─── Raw data ───

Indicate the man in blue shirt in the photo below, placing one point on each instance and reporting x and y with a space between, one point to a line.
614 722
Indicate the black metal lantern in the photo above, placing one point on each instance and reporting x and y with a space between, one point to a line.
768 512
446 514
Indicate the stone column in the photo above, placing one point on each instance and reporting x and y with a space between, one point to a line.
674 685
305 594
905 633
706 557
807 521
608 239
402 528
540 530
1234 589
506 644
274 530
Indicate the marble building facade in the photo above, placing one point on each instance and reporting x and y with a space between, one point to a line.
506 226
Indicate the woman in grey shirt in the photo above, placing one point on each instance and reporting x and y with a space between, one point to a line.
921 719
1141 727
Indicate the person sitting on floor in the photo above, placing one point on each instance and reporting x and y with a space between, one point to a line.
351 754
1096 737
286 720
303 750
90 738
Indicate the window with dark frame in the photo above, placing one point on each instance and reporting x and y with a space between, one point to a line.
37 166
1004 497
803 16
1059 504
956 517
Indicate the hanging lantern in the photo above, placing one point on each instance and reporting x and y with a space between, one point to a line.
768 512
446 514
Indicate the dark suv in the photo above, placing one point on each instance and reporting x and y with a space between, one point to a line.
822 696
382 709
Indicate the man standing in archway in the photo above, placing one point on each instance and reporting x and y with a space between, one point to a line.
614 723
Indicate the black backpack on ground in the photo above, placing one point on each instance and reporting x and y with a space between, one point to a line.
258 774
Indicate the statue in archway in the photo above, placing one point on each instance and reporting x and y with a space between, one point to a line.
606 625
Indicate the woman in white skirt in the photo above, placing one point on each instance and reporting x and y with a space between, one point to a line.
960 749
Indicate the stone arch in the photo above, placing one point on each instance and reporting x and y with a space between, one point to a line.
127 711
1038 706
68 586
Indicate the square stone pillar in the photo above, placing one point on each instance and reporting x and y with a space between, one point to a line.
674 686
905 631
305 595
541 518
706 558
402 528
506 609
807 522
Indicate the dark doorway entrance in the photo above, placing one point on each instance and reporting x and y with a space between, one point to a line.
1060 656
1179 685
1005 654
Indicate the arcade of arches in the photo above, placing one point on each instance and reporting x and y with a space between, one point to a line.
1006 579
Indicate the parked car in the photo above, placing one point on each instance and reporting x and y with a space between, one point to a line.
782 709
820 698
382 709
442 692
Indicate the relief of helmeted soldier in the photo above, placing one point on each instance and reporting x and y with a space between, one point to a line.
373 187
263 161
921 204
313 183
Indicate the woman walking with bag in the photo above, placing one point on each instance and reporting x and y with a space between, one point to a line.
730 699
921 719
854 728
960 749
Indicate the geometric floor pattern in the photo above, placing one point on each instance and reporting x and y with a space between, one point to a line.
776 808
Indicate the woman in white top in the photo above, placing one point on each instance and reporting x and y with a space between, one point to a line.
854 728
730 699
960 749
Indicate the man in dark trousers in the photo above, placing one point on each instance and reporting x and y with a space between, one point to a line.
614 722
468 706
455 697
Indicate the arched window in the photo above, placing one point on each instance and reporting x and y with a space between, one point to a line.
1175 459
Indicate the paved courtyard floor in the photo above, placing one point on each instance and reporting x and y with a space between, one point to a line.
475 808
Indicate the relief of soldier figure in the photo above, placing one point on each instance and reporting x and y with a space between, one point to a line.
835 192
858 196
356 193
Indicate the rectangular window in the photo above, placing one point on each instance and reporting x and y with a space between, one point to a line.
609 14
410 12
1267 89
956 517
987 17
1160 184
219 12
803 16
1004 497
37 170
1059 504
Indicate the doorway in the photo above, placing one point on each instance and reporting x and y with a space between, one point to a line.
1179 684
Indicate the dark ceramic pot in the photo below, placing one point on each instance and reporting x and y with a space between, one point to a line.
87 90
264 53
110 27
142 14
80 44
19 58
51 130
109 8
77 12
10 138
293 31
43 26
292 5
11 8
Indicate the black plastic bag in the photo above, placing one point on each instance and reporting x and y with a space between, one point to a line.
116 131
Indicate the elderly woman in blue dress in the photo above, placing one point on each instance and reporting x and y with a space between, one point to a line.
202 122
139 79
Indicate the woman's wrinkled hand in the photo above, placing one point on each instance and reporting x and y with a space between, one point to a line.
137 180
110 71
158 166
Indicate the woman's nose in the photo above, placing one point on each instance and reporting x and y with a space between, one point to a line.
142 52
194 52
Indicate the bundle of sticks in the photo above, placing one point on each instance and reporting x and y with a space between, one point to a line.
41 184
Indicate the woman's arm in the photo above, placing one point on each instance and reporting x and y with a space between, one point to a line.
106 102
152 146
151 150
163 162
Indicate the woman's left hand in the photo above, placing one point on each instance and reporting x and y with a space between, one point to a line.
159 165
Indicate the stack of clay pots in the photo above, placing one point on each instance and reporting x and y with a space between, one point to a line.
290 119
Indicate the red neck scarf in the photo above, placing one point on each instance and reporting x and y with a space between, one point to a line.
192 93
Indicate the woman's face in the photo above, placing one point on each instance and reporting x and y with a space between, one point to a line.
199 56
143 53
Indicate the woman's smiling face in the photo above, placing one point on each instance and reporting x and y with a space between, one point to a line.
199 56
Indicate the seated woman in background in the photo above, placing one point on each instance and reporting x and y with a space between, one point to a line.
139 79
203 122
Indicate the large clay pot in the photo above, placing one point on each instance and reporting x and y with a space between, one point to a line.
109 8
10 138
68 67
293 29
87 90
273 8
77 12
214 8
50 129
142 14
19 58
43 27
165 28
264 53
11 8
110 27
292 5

───

The problem: Give the lines exactly as they stand, from the line with "Indicate the woman's smiling" through the end of the material.

Task result:
Indicate the woman's smiling face in the photo above, placing one point on each instance and reporting x and y with a space between, one point to a line.
199 56
Indicate the seated woman in background in the photo above, placing one point on each instance and reporting x and y with a space between, one point to a line.
139 79
203 122
Indicate the large clay pot in the photo above, placing one point on each instance and reporting x and y with a space between, one point to a line.
109 8
10 138
68 67
293 29
87 90
273 8
77 12
214 8
50 129
142 14
19 58
43 27
165 28
264 53
11 8
110 27
292 5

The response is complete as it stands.